[Goal of the exercise]
A word-for-word copy of the listing is needed. Retype it in full.

= = = = = = =

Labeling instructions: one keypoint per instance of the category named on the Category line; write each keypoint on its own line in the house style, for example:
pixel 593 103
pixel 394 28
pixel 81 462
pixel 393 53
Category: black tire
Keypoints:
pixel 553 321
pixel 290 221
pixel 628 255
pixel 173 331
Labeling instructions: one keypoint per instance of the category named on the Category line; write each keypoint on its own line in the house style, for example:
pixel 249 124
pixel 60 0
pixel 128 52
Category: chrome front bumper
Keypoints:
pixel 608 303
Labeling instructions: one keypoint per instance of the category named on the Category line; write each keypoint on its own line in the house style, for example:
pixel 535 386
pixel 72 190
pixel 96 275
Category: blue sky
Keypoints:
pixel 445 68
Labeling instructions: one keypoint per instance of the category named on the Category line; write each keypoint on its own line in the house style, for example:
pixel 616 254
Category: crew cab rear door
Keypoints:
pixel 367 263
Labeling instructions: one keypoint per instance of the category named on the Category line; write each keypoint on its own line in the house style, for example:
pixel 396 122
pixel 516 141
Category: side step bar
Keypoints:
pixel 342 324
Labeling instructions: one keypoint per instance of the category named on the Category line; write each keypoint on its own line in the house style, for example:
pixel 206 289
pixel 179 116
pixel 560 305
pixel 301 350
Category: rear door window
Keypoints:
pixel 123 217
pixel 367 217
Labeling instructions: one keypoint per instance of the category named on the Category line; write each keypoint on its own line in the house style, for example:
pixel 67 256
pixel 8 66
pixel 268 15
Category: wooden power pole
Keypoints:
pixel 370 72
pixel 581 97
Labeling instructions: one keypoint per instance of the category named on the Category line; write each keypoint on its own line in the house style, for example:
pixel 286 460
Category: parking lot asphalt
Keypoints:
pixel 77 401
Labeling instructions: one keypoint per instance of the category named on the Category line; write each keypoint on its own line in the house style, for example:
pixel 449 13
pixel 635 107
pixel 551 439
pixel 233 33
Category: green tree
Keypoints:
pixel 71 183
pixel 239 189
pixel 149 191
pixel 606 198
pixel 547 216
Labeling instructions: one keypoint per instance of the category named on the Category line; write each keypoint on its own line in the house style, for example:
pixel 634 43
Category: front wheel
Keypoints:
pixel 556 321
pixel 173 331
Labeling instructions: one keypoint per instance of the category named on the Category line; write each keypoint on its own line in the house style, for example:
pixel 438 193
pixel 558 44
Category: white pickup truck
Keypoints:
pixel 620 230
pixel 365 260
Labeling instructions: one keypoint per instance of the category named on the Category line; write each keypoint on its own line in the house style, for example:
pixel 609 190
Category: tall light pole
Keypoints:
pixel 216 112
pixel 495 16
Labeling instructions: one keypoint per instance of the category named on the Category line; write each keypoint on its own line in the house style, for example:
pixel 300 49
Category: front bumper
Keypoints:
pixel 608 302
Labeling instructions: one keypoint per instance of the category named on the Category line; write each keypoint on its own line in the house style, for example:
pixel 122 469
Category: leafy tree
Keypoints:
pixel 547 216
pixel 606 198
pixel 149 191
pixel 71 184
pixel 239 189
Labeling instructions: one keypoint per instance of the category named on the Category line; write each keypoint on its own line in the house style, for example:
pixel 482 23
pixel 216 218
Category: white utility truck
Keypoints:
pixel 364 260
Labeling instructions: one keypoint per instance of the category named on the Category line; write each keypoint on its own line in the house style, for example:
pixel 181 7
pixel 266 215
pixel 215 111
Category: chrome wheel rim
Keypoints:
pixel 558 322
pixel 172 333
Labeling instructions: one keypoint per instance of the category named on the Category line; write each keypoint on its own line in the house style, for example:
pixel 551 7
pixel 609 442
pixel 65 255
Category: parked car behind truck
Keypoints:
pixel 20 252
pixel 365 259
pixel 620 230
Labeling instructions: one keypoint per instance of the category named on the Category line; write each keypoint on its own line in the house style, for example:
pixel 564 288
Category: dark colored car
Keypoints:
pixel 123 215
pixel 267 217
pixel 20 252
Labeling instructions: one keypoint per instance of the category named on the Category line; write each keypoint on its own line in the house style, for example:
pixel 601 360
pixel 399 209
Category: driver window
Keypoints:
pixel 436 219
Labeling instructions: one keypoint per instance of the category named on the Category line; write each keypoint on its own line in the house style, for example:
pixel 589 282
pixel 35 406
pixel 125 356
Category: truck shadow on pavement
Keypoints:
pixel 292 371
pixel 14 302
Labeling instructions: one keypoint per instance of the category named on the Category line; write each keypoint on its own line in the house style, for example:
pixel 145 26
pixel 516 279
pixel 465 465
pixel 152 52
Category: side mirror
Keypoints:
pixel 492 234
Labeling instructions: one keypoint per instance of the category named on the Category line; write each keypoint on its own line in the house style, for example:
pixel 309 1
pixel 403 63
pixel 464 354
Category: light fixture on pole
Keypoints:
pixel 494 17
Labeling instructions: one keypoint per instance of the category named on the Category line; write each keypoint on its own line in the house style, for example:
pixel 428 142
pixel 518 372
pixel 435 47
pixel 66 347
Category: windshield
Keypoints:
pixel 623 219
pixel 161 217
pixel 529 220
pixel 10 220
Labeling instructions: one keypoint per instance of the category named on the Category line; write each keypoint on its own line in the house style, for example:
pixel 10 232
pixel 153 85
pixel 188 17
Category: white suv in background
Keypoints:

= = = = = = =

[Answer for this exercise]
Labeling instructions: one keypoint per instance of the category named on the Category line; write each keypoint on its own line in the house style, for example:
pixel 593 103
pixel 394 28
pixel 81 462
pixel 393 53
Category: black tire
Keypoints:
pixel 553 321
pixel 290 221
pixel 628 255
pixel 173 331
Labeling instructions: one keypoint per instance of the category named on the Category line; write each keypoint on its own line in the house style, for example:
pixel 249 124
pixel 60 0
pixel 128 52
Category: chrome front bumper
Keypoints:
pixel 608 303
Labeling instructions: one keypoint per instance of the category named on the Category line; write each keypoint on its own line in the house style, for example:
pixel 535 386
pixel 72 190
pixel 96 275
Category: blue sky
Keypoints:
pixel 445 68
Labeling instructions: one keypoint per instance of the category named on the Category line; write each keypoint on its own line in the house style, for example:
pixel 616 254
Category: crew cab rear door
Keypoints:
pixel 367 263
Labeling instructions: one keypoint per instance of the category named on the Category line; write each keypoint on its own line in the house style, for example:
pixel 396 122
pixel 516 141
Category: side step bar
Keypoints:
pixel 342 324
Labeling instructions: one keypoint per instance of the category named on the Category line; write each keypoint on its own line in the house style, for example:
pixel 206 289
pixel 179 116
pixel 560 305
pixel 301 350
Category: rear door window
Keypoints:
pixel 123 217
pixel 367 217
Labeling instructions: one keypoint per instance of the category named on the Category line; write each keypoint on its own line in the house style, for example:
pixel 67 256
pixel 8 66
pixel 268 15
Category: wooden power pole
Keypoints:
pixel 370 72
pixel 581 97
Labeling instructions: one keypoint per instance of the category named on the Category line; write each keypoint on its own line in the house style, for example:
pixel 286 460
Category: parking lot asphalt
Keypoints:
pixel 77 401
Labeling instructions: one keypoint per instance of the category named on the Category line; write each keypoint on its own line in the house style, for example:
pixel 449 13
pixel 635 107
pixel 551 439
pixel 233 33
Category: green tree
Keypoints:
pixel 71 183
pixel 239 189
pixel 149 191
pixel 606 198
pixel 547 216
Labeling instructions: one keypoint per instance of the category named on the Category line; write each keypoint on its own line in the house style, for example:
pixel 634 43
Category: front wheel
Keypoints:
pixel 556 321
pixel 173 331
Labeling instructions: one keypoint per instance of the category named on the Category line; write each keypoint on its own line in the house style, for example:
pixel 438 193
pixel 558 44
Category: white pickup truck
Keypoints:
pixel 620 230
pixel 365 260
Labeling instructions: one keypoint per instance of the category named on the Category line; write each keypoint on its own line in the house style, for example:
pixel 609 190
Category: tall light pole
Keypoints:
pixel 216 112
pixel 495 16
Labeling instructions: one keypoint per instance of the category named on the Category line; write each keypoint on its own line in the house style, for example:
pixel 300 49
Category: front bumper
Keypoints:
pixel 608 302
Labeling instructions: one keypoint per instance of the category named on the Category line; write each keypoint on its own line in the house style, for example:
pixel 122 469
Category: leafy tree
Keypoints:
pixel 547 216
pixel 606 198
pixel 149 191
pixel 71 184
pixel 239 189
Labeling instructions: one keypoint per instance of the category named on the Category line; write each keypoint on its own line in the house style, for example:
pixel 482 23
pixel 216 218
Category: white utility truck
Keypoints:
pixel 364 260
Labeling instructions: one keypoint per instance of the category named on the Category line; write each keypoint on its own line in the house style, for example:
pixel 181 7
pixel 266 215
pixel 215 111
Category: chrome wheel rim
Keypoints:
pixel 558 322
pixel 172 333
Labeling instructions: one keypoint per instance of the category named on the Category line; write each keypoint on its own line in the house style, for example:
pixel 551 7
pixel 609 442
pixel 65 255
Category: parked car behind truck
Keypoints:
pixel 20 252
pixel 365 259
pixel 620 230
Labeling instructions: one keypoint per instance of the category named on the Category line; write each keypoint on its own line in the house style, for example:
pixel 564 288
Category: dark colored car
Keypoints:
pixel 123 215
pixel 267 217
pixel 20 252
Labeling instructions: one keypoint per instance of the category named on the Category line; write each keypoint on its own line in the house style, for example:
pixel 601 360
pixel 399 209
Category: driver window
Keypoints:
pixel 436 219
Labeling instructions: one keypoint per instance of the category named on the Category line; write each keypoint on its own line in the house style, for example:
pixel 589 282
pixel 35 406
pixel 125 356
Category: truck shadow on pavement
Keypoints:
pixel 292 371
pixel 14 302
Labeling instructions: one keypoint per instance of the category named on the Category line; write each keypoint on its own line in the house style, for example:
pixel 145 26
pixel 516 279
pixel 465 465
pixel 152 52
Category: side mirror
Keypoints:
pixel 492 234
Labeling instructions: one keypoint per instance of the category named on the Category line; write each keypoint on its own line in the house style, for example:
pixel 309 1
pixel 403 63
pixel 464 354
Category: light fixture on pole
Keypoints:
pixel 494 17
Labeling instructions: one keypoint per instance of the category named on the Category line; write each keypoint on its own line in the house style, for example:
pixel 428 142
pixel 518 372
pixel 435 47
pixel 66 347
Category: windshield
Keypoints:
pixel 623 219
pixel 161 217
pixel 529 220
pixel 10 220
Labeling instructions: one keypoint per instance of the category named on the Category line; write each keypoint on its own line in the house style, for example:
pixel 10 232
pixel 153 85
pixel 188 17
Category: white suv in background
Keypoints:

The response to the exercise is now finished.